Start of RECORDS TO USE

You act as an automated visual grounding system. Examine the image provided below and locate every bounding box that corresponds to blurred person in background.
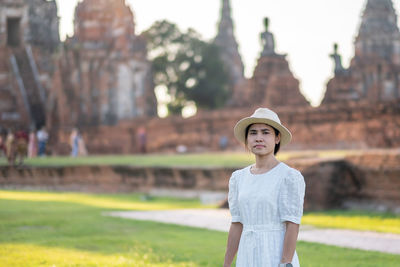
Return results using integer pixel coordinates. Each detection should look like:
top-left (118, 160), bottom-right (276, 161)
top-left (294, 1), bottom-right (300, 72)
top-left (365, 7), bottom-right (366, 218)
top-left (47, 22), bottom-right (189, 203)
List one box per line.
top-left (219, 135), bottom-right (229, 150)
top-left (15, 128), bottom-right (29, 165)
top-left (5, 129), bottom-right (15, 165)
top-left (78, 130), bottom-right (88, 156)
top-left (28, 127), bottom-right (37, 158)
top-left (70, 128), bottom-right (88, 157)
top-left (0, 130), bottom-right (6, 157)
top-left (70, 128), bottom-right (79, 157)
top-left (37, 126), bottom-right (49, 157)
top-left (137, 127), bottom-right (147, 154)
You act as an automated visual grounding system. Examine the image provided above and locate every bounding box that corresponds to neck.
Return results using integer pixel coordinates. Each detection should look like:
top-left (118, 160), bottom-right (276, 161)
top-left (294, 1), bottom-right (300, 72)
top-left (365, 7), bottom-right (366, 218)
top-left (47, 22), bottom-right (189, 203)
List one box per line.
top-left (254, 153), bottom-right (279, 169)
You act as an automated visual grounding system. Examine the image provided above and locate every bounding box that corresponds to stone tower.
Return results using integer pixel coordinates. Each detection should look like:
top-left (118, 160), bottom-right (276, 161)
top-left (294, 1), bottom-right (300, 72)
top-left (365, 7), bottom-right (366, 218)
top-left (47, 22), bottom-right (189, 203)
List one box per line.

End of RECORDS TO USE

*WHAT YOU NEED TO DO:* Copy every line from the records above that contains the word "grounding".

*TASK OUTPUT:*
You act as an automated visual grounding system. Examine the image provided below and locate every bounding box that corresponds to blurred person in background.
You act as an automated visual grounding system. Examine the image provided above and locate every bounding box that corresponds to neck.
You act as an automated visual grounding system. Examine the image provided above and locate every bounding box that corresponds to stone tower.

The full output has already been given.